## EXERCISE DIRECTIONS
Reproduce exactly, with no other output, every line of the data below from the line containing "like point(16, 279)." to the end, inclusive.

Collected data

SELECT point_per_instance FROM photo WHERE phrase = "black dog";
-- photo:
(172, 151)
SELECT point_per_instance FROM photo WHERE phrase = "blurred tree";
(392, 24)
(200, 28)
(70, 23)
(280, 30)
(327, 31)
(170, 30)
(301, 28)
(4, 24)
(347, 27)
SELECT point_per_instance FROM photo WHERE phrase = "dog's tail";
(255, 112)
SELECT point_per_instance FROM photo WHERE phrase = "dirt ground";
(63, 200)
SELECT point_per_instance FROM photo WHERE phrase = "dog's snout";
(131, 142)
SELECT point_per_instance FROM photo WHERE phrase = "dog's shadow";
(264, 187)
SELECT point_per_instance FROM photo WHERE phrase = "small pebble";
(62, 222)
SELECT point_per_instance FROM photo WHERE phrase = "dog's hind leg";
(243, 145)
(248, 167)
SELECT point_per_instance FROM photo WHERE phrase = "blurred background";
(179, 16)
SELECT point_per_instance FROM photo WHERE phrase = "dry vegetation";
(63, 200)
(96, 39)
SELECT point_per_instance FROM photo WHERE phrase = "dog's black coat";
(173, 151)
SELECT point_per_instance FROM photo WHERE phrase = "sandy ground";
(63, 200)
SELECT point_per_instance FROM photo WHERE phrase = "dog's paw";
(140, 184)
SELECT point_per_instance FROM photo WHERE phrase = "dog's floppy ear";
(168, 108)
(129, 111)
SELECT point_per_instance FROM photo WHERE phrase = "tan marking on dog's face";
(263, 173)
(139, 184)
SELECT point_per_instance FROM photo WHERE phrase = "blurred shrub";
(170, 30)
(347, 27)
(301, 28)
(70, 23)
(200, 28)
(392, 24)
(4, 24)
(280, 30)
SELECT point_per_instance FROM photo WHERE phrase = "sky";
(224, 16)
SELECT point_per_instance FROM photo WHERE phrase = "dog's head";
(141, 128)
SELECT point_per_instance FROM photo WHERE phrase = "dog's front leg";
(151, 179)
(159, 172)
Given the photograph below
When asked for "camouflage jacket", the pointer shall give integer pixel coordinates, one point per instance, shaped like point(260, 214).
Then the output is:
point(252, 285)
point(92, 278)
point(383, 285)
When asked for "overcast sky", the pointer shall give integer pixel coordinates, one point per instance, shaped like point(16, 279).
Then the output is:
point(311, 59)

## OUTPUT BELOW
When asked for "overcast sky", the pointer shall give integer pixel coordinates, one point per instance, shaped like point(16, 279).
Then the output is:
point(311, 59)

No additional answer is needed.